> Data provided
## begin

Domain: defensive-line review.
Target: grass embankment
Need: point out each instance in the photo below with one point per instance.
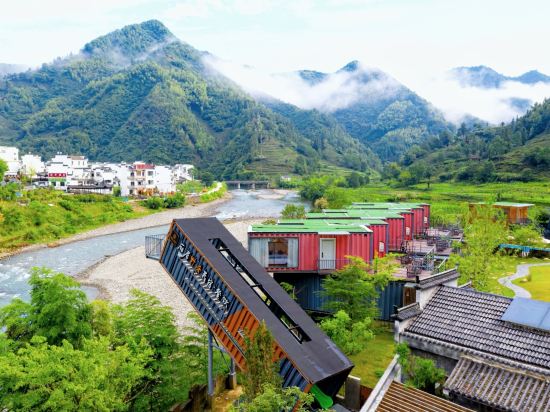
(448, 200)
(507, 267)
(372, 361)
(537, 282)
(44, 215)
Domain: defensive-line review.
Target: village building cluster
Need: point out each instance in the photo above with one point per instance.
(76, 174)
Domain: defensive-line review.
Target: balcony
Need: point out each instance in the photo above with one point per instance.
(329, 265)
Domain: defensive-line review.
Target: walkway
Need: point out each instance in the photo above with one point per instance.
(521, 271)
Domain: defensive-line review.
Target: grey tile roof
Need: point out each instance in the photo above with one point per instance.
(499, 386)
(409, 311)
(472, 319)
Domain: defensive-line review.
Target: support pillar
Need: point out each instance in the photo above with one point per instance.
(232, 378)
(210, 365)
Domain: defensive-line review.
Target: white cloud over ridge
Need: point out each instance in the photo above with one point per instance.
(336, 91)
(342, 89)
(492, 105)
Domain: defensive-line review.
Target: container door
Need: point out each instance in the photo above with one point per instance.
(328, 254)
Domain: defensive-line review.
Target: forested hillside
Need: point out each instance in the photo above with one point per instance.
(382, 113)
(519, 151)
(139, 93)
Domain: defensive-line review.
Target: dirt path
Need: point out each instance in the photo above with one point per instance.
(521, 271)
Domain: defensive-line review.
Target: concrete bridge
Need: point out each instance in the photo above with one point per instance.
(247, 184)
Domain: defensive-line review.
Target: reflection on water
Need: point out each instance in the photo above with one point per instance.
(75, 257)
(259, 203)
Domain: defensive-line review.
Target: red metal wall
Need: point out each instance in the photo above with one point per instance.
(408, 224)
(380, 234)
(418, 216)
(355, 244)
(427, 211)
(359, 244)
(396, 229)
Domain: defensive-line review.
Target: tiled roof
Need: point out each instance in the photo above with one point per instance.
(472, 319)
(409, 311)
(499, 386)
(400, 398)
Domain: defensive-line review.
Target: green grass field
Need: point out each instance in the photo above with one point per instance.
(372, 361)
(448, 200)
(537, 282)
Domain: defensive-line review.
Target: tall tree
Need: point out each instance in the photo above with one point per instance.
(484, 230)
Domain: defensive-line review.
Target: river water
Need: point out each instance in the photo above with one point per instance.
(76, 257)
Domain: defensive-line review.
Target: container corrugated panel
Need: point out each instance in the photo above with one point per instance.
(418, 216)
(359, 244)
(380, 239)
(308, 287)
(308, 249)
(396, 226)
(228, 319)
(408, 225)
(390, 297)
(427, 216)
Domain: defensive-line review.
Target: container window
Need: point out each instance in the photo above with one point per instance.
(258, 288)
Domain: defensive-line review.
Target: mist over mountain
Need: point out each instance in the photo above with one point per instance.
(140, 93)
(487, 78)
(6, 68)
(369, 104)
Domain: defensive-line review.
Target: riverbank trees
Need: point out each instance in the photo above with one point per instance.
(61, 352)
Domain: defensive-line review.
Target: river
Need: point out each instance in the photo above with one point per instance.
(76, 257)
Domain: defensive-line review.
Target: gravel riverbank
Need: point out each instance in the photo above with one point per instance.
(117, 275)
(155, 219)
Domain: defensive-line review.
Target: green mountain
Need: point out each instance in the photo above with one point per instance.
(140, 93)
(517, 151)
(377, 110)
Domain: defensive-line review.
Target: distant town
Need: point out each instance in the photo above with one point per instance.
(76, 174)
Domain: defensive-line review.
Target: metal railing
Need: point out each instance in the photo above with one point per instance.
(153, 246)
(331, 264)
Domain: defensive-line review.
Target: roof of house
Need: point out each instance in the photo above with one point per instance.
(357, 214)
(309, 227)
(473, 320)
(401, 398)
(512, 204)
(318, 357)
(501, 386)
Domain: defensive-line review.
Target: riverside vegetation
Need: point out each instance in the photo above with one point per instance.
(51, 346)
(46, 215)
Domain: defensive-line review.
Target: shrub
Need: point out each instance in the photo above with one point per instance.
(153, 203)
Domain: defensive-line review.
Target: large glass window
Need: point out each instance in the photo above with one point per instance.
(275, 252)
(278, 252)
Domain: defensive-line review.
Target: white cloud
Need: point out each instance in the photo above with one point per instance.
(336, 91)
(491, 105)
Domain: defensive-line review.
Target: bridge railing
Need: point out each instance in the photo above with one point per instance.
(153, 246)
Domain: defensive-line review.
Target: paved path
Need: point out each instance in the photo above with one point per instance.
(521, 271)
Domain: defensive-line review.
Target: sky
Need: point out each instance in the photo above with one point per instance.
(412, 40)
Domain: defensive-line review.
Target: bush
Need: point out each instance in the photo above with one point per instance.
(174, 201)
(153, 203)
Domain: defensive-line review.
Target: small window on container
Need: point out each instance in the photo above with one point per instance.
(275, 252)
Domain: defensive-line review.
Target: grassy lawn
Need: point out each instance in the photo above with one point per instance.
(448, 200)
(371, 362)
(537, 282)
(508, 267)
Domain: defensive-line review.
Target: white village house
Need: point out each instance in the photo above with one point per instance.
(75, 173)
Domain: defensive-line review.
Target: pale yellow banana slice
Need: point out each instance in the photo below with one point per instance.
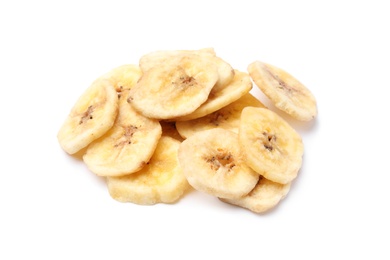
(127, 146)
(285, 91)
(175, 88)
(157, 58)
(169, 129)
(123, 77)
(92, 115)
(160, 181)
(221, 97)
(227, 117)
(272, 147)
(213, 163)
(265, 196)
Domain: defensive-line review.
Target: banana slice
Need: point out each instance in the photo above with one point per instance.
(127, 146)
(265, 196)
(160, 181)
(221, 97)
(285, 91)
(227, 117)
(174, 89)
(123, 77)
(272, 147)
(155, 59)
(169, 129)
(92, 115)
(213, 163)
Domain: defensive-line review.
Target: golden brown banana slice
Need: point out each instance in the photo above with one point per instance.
(92, 115)
(213, 163)
(271, 146)
(174, 89)
(265, 196)
(221, 97)
(160, 181)
(123, 77)
(227, 117)
(127, 146)
(285, 91)
(157, 58)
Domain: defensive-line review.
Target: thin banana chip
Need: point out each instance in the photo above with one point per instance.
(127, 146)
(221, 97)
(160, 181)
(123, 77)
(91, 116)
(155, 59)
(265, 196)
(213, 163)
(227, 117)
(175, 88)
(271, 146)
(285, 91)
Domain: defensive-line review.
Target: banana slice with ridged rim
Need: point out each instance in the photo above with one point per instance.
(265, 196)
(123, 77)
(213, 163)
(127, 146)
(92, 115)
(169, 129)
(271, 146)
(175, 88)
(221, 97)
(155, 59)
(160, 181)
(284, 90)
(227, 117)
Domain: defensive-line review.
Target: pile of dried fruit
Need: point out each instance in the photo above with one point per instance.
(185, 118)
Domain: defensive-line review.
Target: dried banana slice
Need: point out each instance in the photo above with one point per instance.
(155, 59)
(169, 129)
(160, 181)
(221, 97)
(213, 163)
(271, 146)
(174, 89)
(123, 77)
(265, 196)
(227, 117)
(285, 91)
(92, 115)
(127, 146)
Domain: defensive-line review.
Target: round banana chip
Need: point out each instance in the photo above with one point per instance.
(127, 146)
(175, 88)
(160, 181)
(227, 117)
(123, 77)
(271, 146)
(156, 58)
(265, 196)
(221, 97)
(285, 91)
(213, 163)
(169, 129)
(91, 116)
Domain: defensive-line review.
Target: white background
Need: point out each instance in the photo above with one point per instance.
(52, 207)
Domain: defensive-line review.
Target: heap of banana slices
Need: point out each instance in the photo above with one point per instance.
(185, 119)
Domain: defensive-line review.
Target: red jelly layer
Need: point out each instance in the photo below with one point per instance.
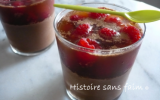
(109, 32)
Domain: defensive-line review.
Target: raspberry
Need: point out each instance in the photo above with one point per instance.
(85, 43)
(132, 32)
(116, 20)
(93, 42)
(106, 33)
(81, 31)
(78, 15)
(65, 26)
(17, 3)
(96, 15)
(75, 18)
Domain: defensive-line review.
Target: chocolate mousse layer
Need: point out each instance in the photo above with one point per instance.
(31, 38)
(96, 89)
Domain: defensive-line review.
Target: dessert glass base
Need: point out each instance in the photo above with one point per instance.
(31, 53)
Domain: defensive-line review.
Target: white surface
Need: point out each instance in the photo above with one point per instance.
(40, 77)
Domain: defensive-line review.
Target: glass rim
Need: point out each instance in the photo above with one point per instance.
(7, 3)
(102, 50)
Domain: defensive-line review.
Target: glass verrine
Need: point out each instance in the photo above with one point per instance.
(28, 25)
(101, 74)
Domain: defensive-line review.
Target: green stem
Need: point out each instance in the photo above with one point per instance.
(88, 9)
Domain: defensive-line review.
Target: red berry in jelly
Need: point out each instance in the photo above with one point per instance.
(75, 18)
(107, 33)
(116, 20)
(82, 30)
(86, 43)
(133, 32)
(96, 15)
(17, 3)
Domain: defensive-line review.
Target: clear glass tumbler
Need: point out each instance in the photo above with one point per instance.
(81, 75)
(28, 25)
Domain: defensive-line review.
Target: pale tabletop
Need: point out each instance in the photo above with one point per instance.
(40, 77)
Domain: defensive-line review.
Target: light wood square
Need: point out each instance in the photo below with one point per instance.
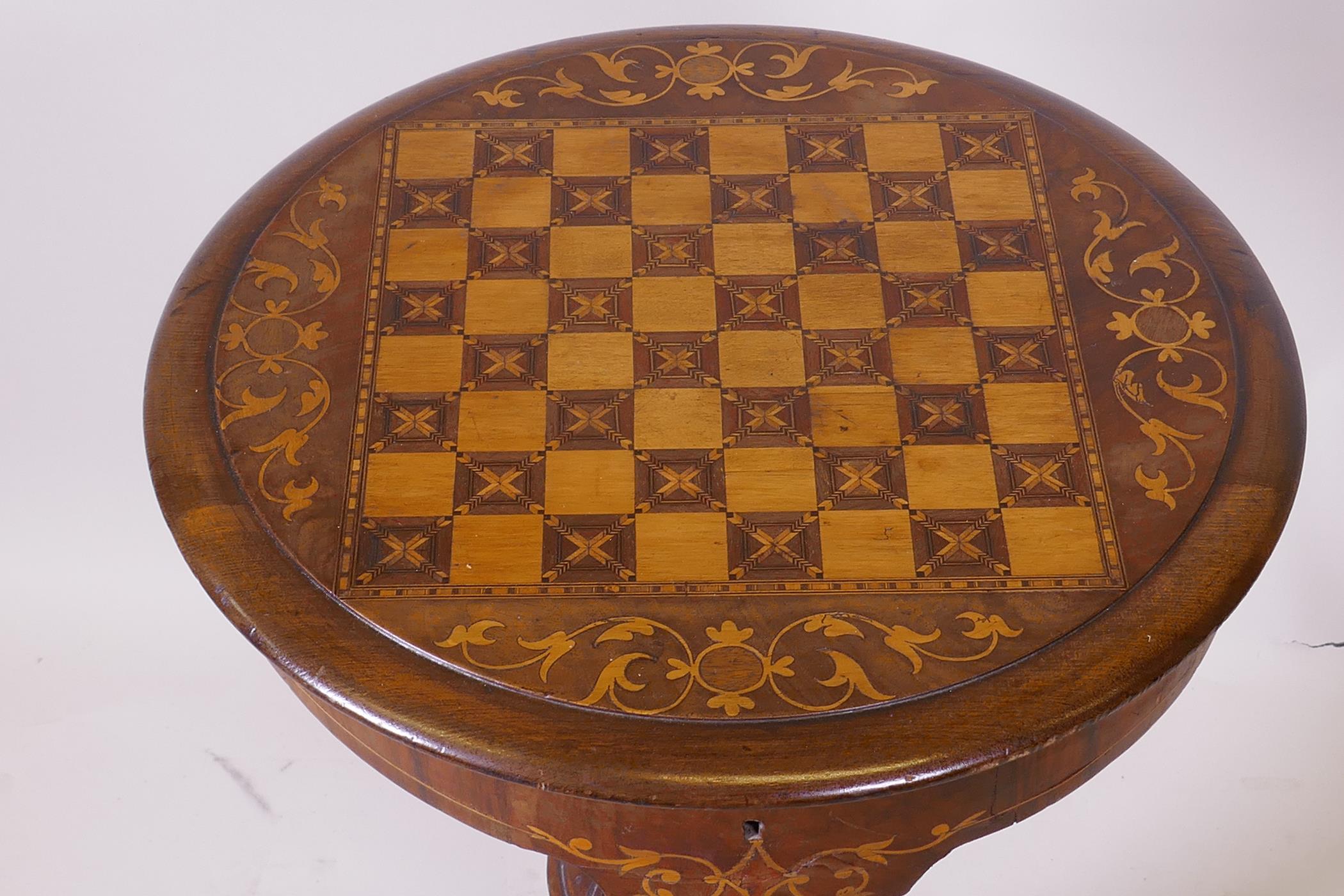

## end

> Task requirements
List each line in the data that contains the word "layer", treating uppercase and lowercase as different.

> Output for this task
Target: red jelly layer
Target: chocolate mousse layer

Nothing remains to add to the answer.